┌─ Textauszug

NEU: Longlist 2/2024, veröffentlicht am 5. April 2024

Bestenlisten

Orchestermusik und Konzerte

Ludwig van Beethoven: Symphonien Nr. 6 bis 9

Sara Gouzy, Laila Salome Fischer, Mingjie Lei, Manuel Walser, La Capella Nacional de Catalunya, Le Concert des Nations, Jordi Savall. 3 SACDs, Alia Vox AVSA9946 (harmonia mundi)

Wenn so musiziert wird, wie es Jordi Savall und Le Concert des Nations zelebrieren, ist es eine Lust, sich dem symphonischen Kosmos Beethovens hinzugeben. Savall, inzwischen achtzig, seit Jahrzehnten ein Top-Star der Alte Musik-Szene, wendet sich dem neunzehnten Jahrhundert mit jugendlichem Überschwang zu. Sein in allen Stimmgruppen exzellent besetztes Originalklang-Orchester explodiert förmlich, bei äußerster rhythmischer Präzision, aber nie zu Lasten der Detailarbeit und Klangschönheit. In jeder der hier eingespielten vier Symphonien sind wunderbare Verwirrungen und Überraschungen zu erleben. Ein Muss für alle Beethoven-Fans. Für die Jury: Peter Stieber

Orchestermusik und Konzerte

Weinberg: Werke für Cello

Mieczysław Weinberg: Cello Concertino op. 43b, Fantasie für Cello & Orchester op. 52, Kammersymphonie Nr. 4 op. 153. Pieter Wispelwey, Jean-Michel Charlier, Les Métamorphoses, Raphaël Feye. Evil Penguin EPRC 0045 (Bertus)

Im Jahr der Ermordung des Schwiegervaters durch das stalinistische Terrorregime der Sowjetunion schrieb der aus Polen vor den Nazis geflohene Jude Weinberg sein Concertino op. 43b in nur vier Tagen. Die überwältigende Trauer der ersten Phrase des Violoncellos raubt uns, in Pieter Wispelweys Händen, über den aschfahl balancierten Streicherakkorden von »Les Metamorphoses«, schier den Atem. Hier wird einfacher Gesang zur eindringlichsten Form der Rede über eine hoffnungslose Gegenwart: ein im Sinne des Wortes überwältigender Höreindruck, bis zur letzten Sekunde dieser vergessenen Musik. Für die Jury: Jörg Lengersdorf

Kammermusik

Weinberg: Sonaten für Violine Solo

Mieczysław Weinberg: Sonaten für Violine Solo Nr. 1 op. 82, Nr. 2 op. 95, Nr. 3 op. 126. Gidon Kremer. ECM Records 2705 (Universal)

└─
┌─ Vorliegendes Material

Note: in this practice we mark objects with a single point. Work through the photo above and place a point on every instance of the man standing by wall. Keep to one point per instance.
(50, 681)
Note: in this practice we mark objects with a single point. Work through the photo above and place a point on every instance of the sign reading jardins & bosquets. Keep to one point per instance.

└─

- Aufgaben -
• 1. Schreiben Sie aus dem Textauszug die Passage von „Bestenlisten“ bis „AVSA9946 (harmonia mundi)“ wortgetreu ab.
• 2. Beantworten Sie anhand des Textauszugs:
(a) Wie alt ist Jordi Savall inzwischen?
(b) In wie vielen Tagen schrieb Weinberg sein Concertino op. 43b?
(c) Wer spielt die Sonaten für Violine Solo auf der Aufnahme bei ECM Records?
• 3. Führen Sie den Textauszug über die Bestenliste der Musikaufnahmen ab seiner letzten Zeile weiter.
Die Auflistung hat mit dem Textauszug nichts zu tun.

- Antworten -
• 1.
Bestenlisten

Orchestermusik und Konzerte

Ludwig van Beethoven: Symphonien Nr. 6 bis 9

Sara Gouzy, Laila Salome Fischer, Mingjie Lei, Manuel Walser, La Capella Nacional de Catalunya, Le Concert des Nations, Jordi Savall. 3 SACDs, Alia Vox AVSA9946 (harmonia mundi)

• 2.
(a) Achtzig.
(b) In vier Tagen.
(c) Gidon Kremer.

• 3.
Erst ging es um Weinbergs Kammermusik, danach um seine Kammersymphonien und nun sind die Solowerke dieses immer noch zu entdeckenden Komponisten dran: Gidon Kremer geht »seinen« Weinberg systematisch an. Die drei Violin-Solosonaten erzählen je eine ganz andere Geschichte. Mal ganz persönlich, mal strukturell. Radikal (soll man sagen: gewohnt radikal?) durchleuchtet Kremer diese Musik, kompromisslos auf höchstem spieltechnischen Stand. Und das mit seinen mittlerweile fünfundsiebzig Jahren. Ein Phänomen! Für die Jury: Benjamin Herzog

Kammermusik

Kodály: Kammermusik für Cello

Zoltán Kodály: Sonate für Solo Cello op.8, Cellosonate op.4, Sonatine für Cello & Klavier, Duo für Violine & Cello op.7. Marc Coppey, Barnabás Kelemen, Matan Porat. audite 97.794 (Note 1)

Im Jahr 1915, als Kodály seine Cello-Solosonate schrieb, verzweifelten die Interpreten noch an den damals ungewöhnlichen Techniken, den hohen Lagen, zum Beispiel, oder dem Einsatz des linken Daumens. Heute kommt kein Cellist daran vorbei. Dem Franzosen Marc Coppey ist Kodálys Musiksprache in Fleisch und Blut übergegangen, so natürlich und leicht, so frei präsentiert er sie. Er lässt sein wunderbar sonores Goffriller Cello vielfarbig leuchten, spannendste Geschichten wispern oder mit energetischem Nachdruck erzählen. In dem Pianisten Matan Porat und dem Geiger Barnabás Kelemen hat Coppey kongeniale Partner. Für die Jury: Elisabeth Richter

Tasteninstrumente

Carl Philipp Emanuel Bach: Sonaten & Rondos

Marc-André Hamelin. 2 CDs, hyperion CDA68381/2 (Note 1)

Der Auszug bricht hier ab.